# HP T450 Digital Camcorder- Broken Tripod Socket



## Crazy-U2_Nin-ja (Feb 12, 2013)

I have a HP T450 digital camcorder I bought 2 years ago. The camcorder is working fine, but last summer I took it on vacation with me and accidentally left a mini tripod screwed into it when I packed it up. I took it out and the tripod had broken off of the camera, breaking the socket with it. It looks like the whole socket is part of a whole piece that's connected to the camera with screws, making it seem like if I just replace the part I can get a new tripod socket. I've been searching for months for a place that carries the part I need, but I can't find it. Any suggestions on where to look, or do I need to take the camera to a repair shop to get the piece replaced?


----------



## yustr (Sep 27, 2004)

I assume that you've tried to unscrew the broken piece every way you can think of. A small machine shop might be able to help - they may have tools and tricks that we mere mortals do not. Otherwise you'll be paying a visit the repair shop.


----------



## Crazy-U2_Nin-ja (Feb 12, 2013)

The socket and the whole area around it has been completely broken off, exposing a hole in the camera. The camera still works, but I'd like to get the piece that has the hole in it replaced before something happens because of the hole. I could probably replace the piece myself, as I said, it's just held together by 2 screws and it looks like replacing the piece would fix the hole. But I can't find the piece anywhere.


----------



## WereBo (Apr 5, 2008)

Hi Crazy-U2_Nin-ja :wave:

I suspect you'll need to contact HP for the specific part :sad:


----------



## yustr (Sep 27, 2004)

Another option would be to try to find another unit that's broken in some other way. Offer the owner a couple of coins and you'll have a donor unit. Probably not the most practical solution but if HP won't help...


----------

§ Records shown
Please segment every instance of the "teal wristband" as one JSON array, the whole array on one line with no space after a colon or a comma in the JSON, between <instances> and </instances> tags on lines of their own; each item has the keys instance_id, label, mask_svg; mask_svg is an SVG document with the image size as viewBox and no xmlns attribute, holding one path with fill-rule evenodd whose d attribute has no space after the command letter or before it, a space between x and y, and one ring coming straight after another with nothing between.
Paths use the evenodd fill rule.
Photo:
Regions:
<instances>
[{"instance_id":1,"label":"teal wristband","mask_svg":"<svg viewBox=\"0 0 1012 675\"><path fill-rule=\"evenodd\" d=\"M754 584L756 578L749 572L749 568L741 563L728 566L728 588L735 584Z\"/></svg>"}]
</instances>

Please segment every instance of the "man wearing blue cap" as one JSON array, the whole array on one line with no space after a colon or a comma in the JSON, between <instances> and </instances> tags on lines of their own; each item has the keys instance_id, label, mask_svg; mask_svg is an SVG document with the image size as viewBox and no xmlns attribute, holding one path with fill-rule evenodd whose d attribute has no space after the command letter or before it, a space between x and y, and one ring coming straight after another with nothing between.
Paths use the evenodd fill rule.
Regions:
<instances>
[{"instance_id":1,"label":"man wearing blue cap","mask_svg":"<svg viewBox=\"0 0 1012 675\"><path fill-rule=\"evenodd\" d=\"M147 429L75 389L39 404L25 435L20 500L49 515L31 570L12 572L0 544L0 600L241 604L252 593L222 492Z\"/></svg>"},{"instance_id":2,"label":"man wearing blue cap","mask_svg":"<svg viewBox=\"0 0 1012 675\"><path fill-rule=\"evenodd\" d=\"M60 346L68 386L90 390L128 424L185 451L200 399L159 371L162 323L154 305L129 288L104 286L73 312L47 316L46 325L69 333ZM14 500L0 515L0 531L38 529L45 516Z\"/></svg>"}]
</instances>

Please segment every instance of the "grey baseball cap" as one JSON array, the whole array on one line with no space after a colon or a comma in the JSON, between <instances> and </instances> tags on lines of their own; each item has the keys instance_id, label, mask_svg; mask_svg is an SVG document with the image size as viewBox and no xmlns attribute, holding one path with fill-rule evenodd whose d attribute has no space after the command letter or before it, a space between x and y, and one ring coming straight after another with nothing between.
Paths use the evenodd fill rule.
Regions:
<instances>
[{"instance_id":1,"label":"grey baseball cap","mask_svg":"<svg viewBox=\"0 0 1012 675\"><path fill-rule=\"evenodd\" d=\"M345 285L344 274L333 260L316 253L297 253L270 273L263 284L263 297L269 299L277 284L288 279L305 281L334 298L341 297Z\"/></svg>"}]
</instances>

§ Work instructions
In the thread about the broken camcorder tripod socket, how many screws hold the piece with the hole in place?

§ Response below
Two screws.